Material supplied ▸
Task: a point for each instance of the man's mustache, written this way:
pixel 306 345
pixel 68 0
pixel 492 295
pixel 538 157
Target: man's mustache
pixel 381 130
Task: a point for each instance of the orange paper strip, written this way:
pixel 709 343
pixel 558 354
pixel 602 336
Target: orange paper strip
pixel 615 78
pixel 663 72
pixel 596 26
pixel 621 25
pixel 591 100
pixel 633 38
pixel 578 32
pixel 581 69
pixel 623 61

==

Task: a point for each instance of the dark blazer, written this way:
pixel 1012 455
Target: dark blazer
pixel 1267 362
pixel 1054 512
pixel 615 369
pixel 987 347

Required work ▸ Rewrite the stretch from the line containing "Task: a point for each instance of the orange" through the line containing "pixel 623 61", changing "paper strip" to "paper band" and leaving everything else as it is.

Complete response ▸
Task: a point for each instance of the orange paper band, written this way:
pixel 709 343
pixel 558 354
pixel 602 336
Target: orange paper band
pixel 615 78
pixel 663 72
pixel 596 26
pixel 621 25
pixel 591 100
pixel 633 38
pixel 578 32
pixel 581 69
pixel 623 61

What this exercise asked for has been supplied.